• [REQUIRED WORK]:
Exact reproduction of all the data is required, with pictures excluded.

• [DATASET EXCERPTS]:
***

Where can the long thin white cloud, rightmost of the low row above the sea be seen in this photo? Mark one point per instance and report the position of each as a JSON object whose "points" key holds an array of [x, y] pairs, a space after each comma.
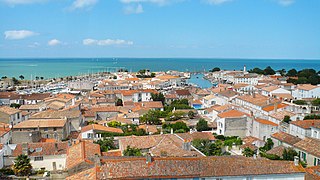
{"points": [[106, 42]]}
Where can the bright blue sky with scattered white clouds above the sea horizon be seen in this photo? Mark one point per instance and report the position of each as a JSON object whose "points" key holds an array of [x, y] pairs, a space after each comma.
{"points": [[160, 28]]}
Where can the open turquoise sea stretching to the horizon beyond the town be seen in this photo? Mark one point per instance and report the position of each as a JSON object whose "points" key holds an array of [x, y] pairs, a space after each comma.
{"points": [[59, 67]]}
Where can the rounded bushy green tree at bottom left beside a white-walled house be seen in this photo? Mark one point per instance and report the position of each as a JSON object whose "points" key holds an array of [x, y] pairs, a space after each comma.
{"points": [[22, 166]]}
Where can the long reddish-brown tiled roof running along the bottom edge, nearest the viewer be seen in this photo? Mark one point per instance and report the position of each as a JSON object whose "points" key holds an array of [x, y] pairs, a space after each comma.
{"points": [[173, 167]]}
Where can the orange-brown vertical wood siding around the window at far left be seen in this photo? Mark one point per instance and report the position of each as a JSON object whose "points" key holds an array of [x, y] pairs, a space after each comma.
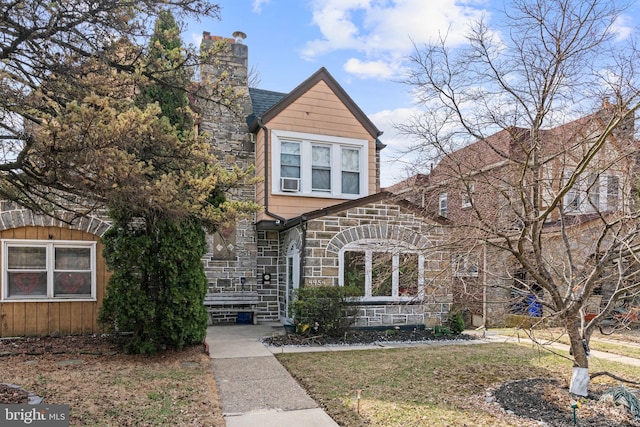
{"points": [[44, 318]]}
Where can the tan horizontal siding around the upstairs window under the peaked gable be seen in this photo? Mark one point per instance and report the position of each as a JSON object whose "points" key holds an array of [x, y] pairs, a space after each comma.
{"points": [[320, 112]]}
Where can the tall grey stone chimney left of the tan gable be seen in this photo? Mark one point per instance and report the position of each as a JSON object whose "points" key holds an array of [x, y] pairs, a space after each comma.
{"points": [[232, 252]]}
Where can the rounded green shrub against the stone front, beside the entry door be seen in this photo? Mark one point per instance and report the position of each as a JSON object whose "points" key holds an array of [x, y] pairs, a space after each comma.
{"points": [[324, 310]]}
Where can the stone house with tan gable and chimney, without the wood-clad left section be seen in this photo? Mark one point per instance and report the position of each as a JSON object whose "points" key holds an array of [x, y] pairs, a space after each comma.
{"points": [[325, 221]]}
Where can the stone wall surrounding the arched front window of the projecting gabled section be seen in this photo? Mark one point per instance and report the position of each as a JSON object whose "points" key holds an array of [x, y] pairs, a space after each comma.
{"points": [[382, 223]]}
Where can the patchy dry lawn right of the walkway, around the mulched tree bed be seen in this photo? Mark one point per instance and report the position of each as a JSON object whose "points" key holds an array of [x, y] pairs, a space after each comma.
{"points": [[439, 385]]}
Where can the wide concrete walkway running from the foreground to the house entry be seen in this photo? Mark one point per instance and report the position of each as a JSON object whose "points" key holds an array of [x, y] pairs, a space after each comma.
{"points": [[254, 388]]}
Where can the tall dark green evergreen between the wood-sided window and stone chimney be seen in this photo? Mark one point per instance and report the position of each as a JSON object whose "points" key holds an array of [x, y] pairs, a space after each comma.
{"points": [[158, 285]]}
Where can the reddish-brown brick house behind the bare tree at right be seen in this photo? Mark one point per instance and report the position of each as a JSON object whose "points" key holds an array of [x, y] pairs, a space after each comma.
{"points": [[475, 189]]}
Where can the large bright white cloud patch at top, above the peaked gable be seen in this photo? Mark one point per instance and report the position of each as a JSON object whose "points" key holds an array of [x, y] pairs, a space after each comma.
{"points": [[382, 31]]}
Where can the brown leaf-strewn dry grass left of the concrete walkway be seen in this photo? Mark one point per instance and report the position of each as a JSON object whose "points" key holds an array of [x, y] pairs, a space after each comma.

***

• [RESPONSE AREA]:
Where can the long thin white cloud, rightmost of the low row above the sea be seen in this photo? Mark one point per instance and report the position of each as a JSON object whose "points" key holds an array of [x, y] pairs, a space after each comma.
{"points": [[106, 42]]}
Where can the bright blue sky with scattered white clouds above the sea horizon be seen in this photo? Mark one point per instance and report the position of each as a JSON object whose "points" key holds an array of [x, y] pairs, a space after each comma.
{"points": [[160, 28]]}
Where can the open turquoise sea stretching to the horizon beyond the town be seen in this photo? Mark one point per instance and report the position of each as a JSON object whose "points" key holds an array of [x, y] pairs, a space after each comma.
{"points": [[59, 67]]}
Where can the rounded bushy green tree at bottom left beside a white-walled house be seen in this photo? Mark one point per instance and report the position of each as a JSON object whose "points" key holds an array of [x, y] pairs, a space after each comma.
{"points": [[22, 166]]}
Where can the long reddish-brown tiled roof running along the bottom edge, nearest the viewer be seen in this photo? Mark one point per instance and report the position of each as a JSON object whose "points" key holds an array of [x, y] pairs, a space after each comma.
{"points": [[173, 167]]}
Where can the orange-brown vertical wood siding around the window at far left be seen in this photo? Mark one point per instance and report the position of each as a JSON object whose "points" key holds an array of [x, y] pairs, a space after each comma.
{"points": [[44, 318]]}
Where can the tan horizontal siding around the upstairs window under the peaked gable be seen in this photo? Mark one point per instance and report the position of each as a JSON object whose "points" key holds an array of [x, y] pairs, a space after each comma.
{"points": [[320, 112]]}
Where can the tall grey stone chimney left of the tan gable be seen in this photo? Mark one point per instance and report the position of each as a JSON object whose "points" key holds an array of [x, y] pairs, a space after each comma.
{"points": [[232, 252]]}
Where can the rounded green shrub against the stone front, beside the entry door be seen in this photo? Mark one point per instance and report the position of each as a JSON object whose "points" key holds an array of [x, y] pairs, a space after each comma.
{"points": [[324, 310]]}
Where can the stone house with tan gable and chimney, without the wood-clad left section be seen in this photo? Mark one point per instance and report the position of each as a JSON object whose "points" key holds an array of [x, y] pairs, a space after each comma.
{"points": [[325, 221]]}
Where can the stone wall surrounding the arched front window of the projecting gabled section be seen in this photo? Mark one point per instance and report the position of each as a JSON object whose "points" key holds an array of [x, y] pairs, a space after each comma.
{"points": [[382, 223]]}
Where can the patchy dry lawn right of the walkway, around the mulched tree bed be seen in this photo? Mark one point per instance and report the position of each as a JSON object whose "points" key holds an array of [x, y] pairs, a space after each comma.
{"points": [[439, 385]]}
Where can the wide concrete walkway running from the foreground to the house entry be seen in this photo? Mark one point per instance and report the position of each as a JSON object whose "points" key holds an array of [x, y] pairs, a space after each comma.
{"points": [[254, 388]]}
Where can the tall dark green evergreen between the wood-sided window and stone chimney be seen in this photo? Mark one point per instance and report the position of each as a JSON object whose "points" key holds an array of [x, y] pairs, a space after each comma.
{"points": [[158, 285]]}
Where can the reddish-brown brick house behind the bare tree at right be seen in this photo? Mark one point per instance and report the position of each as a JSON object whose "points" key holds an array of [x, y] pairs, a space after each comma.
{"points": [[475, 189]]}
Where can the large bright white cloud patch at top, above the peaked gable be seen in this photo? Mark one point per instance and report the position of each as a JSON object whose "points" key holds an array of [x, y] pairs, a space after each comma.
{"points": [[382, 31]]}
Where can the brown leaf-strewn dry grass left of the concrete walkway be seen in this photo? Mark one point per instance and report the position of each as a JSON object whose "points" key holds an array of [x, y] pairs, a space after each comma.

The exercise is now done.